Your objective -> Copy nothing but the lines running from the one containing "Reviewer note: confirm that every instance of the boulder" through the end of the listing below. Drop the pictures.

Material provided ->
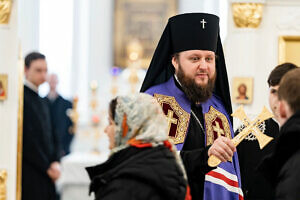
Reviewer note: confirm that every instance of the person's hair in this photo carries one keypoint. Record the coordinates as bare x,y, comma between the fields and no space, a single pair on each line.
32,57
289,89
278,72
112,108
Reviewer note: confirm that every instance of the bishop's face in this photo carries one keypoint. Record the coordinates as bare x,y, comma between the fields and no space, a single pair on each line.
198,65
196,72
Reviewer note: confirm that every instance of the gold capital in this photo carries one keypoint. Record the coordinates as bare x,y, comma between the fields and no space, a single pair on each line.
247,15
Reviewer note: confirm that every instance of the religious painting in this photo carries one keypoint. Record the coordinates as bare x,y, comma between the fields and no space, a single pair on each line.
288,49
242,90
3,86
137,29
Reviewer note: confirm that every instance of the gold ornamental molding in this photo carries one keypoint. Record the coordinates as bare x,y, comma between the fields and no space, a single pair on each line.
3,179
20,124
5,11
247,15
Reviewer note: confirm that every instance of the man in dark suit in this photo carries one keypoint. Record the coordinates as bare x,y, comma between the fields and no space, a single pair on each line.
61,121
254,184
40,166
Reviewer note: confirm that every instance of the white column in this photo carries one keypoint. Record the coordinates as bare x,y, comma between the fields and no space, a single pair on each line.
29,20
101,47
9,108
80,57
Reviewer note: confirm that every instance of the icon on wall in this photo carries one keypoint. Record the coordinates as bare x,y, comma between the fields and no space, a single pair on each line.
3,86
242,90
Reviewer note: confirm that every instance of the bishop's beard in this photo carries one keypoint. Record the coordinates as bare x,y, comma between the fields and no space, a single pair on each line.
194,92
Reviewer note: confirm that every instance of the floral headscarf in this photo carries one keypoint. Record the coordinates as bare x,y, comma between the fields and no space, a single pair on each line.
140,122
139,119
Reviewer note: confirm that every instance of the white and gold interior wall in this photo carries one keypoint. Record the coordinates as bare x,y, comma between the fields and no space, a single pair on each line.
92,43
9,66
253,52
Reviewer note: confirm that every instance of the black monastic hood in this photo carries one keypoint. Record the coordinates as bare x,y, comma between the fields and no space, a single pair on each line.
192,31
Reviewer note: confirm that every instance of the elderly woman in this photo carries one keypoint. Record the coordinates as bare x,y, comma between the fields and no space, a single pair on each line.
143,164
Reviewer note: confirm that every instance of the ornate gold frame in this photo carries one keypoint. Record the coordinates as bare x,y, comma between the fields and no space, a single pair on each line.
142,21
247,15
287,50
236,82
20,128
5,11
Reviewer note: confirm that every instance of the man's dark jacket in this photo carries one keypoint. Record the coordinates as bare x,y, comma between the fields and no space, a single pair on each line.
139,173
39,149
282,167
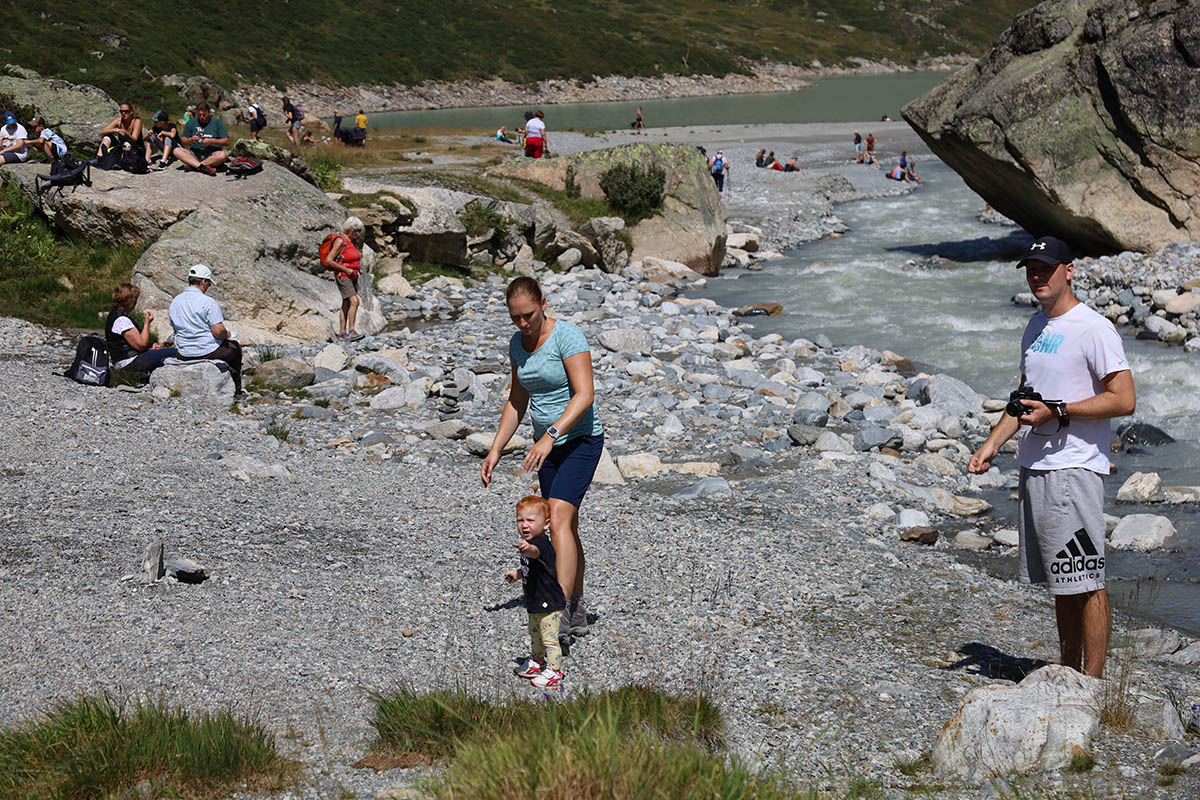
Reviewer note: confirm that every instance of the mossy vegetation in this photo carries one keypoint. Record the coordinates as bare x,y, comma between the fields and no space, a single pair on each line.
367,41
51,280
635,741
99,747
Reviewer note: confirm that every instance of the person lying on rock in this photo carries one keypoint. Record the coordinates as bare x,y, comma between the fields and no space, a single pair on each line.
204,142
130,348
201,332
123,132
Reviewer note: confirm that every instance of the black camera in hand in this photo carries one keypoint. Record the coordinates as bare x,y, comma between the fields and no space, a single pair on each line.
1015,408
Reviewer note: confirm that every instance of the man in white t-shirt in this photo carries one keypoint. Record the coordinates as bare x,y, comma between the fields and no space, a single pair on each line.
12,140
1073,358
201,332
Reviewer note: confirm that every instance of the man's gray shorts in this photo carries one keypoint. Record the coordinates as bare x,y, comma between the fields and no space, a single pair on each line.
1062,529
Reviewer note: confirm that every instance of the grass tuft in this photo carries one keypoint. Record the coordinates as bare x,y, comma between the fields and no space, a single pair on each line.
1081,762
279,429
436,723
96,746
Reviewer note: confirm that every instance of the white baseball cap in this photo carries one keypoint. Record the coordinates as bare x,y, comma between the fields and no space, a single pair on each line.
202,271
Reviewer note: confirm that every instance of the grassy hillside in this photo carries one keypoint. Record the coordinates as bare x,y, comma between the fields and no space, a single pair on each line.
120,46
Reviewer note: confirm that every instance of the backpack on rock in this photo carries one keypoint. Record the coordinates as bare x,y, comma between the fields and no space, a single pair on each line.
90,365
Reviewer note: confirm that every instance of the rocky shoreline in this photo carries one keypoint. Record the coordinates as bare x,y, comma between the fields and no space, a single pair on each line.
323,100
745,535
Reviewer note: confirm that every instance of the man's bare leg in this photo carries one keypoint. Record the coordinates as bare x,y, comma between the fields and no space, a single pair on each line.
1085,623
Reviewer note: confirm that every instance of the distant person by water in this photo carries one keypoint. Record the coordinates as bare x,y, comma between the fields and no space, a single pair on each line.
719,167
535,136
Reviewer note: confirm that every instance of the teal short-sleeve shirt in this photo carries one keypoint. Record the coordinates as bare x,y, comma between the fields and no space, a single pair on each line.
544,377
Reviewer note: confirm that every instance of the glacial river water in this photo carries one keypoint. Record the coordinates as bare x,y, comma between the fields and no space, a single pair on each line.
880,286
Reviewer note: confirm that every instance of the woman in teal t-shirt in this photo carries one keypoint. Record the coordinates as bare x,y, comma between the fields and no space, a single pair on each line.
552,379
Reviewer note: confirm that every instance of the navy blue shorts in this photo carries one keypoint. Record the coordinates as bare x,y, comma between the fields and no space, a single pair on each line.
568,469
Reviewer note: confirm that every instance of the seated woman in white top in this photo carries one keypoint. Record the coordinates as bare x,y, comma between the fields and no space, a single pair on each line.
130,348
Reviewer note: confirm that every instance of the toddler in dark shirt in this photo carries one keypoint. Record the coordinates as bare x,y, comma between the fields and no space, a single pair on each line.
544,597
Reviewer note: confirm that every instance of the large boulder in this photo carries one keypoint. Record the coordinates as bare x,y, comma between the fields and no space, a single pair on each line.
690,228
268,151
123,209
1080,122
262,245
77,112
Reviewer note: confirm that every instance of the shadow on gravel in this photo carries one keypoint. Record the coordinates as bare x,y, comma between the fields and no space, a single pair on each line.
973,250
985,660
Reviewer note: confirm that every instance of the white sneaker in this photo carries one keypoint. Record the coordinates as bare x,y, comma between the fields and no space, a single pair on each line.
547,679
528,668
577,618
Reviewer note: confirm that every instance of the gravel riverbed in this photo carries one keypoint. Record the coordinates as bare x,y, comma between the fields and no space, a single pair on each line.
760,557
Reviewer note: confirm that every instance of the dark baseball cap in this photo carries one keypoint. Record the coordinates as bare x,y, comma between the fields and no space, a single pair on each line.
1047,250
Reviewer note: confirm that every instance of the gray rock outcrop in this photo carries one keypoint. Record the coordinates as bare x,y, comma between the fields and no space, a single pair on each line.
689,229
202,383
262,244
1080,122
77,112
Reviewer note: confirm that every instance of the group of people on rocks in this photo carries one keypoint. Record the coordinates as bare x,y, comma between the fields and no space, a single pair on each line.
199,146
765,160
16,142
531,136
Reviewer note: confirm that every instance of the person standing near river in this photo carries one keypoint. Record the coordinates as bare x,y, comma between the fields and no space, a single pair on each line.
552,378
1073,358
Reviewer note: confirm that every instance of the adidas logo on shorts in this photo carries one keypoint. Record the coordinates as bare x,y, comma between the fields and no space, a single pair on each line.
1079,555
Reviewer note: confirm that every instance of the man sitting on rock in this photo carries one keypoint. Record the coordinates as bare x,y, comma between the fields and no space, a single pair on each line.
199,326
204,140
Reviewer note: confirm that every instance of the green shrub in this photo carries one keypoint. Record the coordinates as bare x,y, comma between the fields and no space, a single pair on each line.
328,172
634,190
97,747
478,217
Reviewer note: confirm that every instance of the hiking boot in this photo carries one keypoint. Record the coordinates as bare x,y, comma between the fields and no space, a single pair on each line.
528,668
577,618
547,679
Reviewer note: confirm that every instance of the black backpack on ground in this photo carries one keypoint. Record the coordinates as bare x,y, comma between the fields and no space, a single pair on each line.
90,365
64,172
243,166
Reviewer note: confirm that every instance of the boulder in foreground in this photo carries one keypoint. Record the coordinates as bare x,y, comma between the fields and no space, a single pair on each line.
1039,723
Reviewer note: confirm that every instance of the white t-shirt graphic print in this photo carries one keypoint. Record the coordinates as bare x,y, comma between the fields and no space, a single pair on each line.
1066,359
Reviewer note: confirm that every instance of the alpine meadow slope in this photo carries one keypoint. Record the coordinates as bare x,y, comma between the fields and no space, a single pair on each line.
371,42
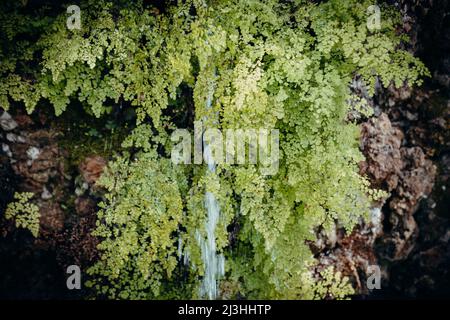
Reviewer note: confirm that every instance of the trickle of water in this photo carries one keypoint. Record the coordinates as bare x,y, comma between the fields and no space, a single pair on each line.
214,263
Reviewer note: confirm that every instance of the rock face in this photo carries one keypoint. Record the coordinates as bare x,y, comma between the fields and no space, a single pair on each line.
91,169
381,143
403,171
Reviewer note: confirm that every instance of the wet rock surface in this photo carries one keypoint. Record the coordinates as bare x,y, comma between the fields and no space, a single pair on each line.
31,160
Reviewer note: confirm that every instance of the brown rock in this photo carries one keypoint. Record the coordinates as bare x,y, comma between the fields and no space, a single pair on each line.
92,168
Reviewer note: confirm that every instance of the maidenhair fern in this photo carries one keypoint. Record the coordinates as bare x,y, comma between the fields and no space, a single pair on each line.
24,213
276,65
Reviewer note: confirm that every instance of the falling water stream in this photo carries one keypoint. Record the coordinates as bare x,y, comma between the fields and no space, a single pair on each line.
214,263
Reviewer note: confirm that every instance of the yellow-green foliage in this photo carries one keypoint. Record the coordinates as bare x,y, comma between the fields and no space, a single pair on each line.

Expected answer ->
Reviewer note: confirm that every instance of the boulder in foreground in this photo carries one keypoint. Record the coordinates as bare x,y, comma between the fields and no space, a single pair on each line.
1039,723
Reviewer note: confirm that every instance of the white t-shirt graphic print in this photo carries one keypoint. Record the coordinates as bare x,y, comma between the fields and no space, a single pair on each line.
1066,359
Reviewer note: confirm that every instance of the alpine meadow slope in this photo carries one keypoint. Record the coordinates as bare x,y, comma between the fields and no space, a single pair on each line.
371,42
Reviewer note: confirm that every instance of the trickle of water in this photo carries one keypoint. Record the coordinates as bare x,y, comma between the fields and no space, a single pair on each line.
214,263
Reviewer note: confirm that every instance of the rock face in this photo carries one keypoint. Record the coordinates as bare x,y, comma between the fields and no space, a single pair on each line.
91,169
381,143
403,171
Reviewer note: confirm that every instance of the wet rock surface in this photo carries one keypoint. Record the coordinates as bare x,y, comma between the fields and no space, a single pair on each line.
31,160
Reviewer note: confirm that every instance of the brown rock in this photo carries one keypoint. Record the coordinates as bare x,y, comma between the fields and no space, a single pair on each line.
92,168
Reviewer note: confirm that every instance of the maidenhair fern in this photo carries one keypoint. Record the coordinates as bare x,y, comma between the fields and no space, a single pair on each line.
24,213
276,65
Reviewer note: confirm that every instance of the falling water stream in this photo carries one keypoint. Record the coordinates as bare x,y, comma between the fields and no space, a single pair on each line.
214,263
Reviewer note: confirm that every instance of the yellow-green foliage in this photo carries one keypoint. Record the coordinates as bare x,y, comma between the fields and no space, a single pair on each line.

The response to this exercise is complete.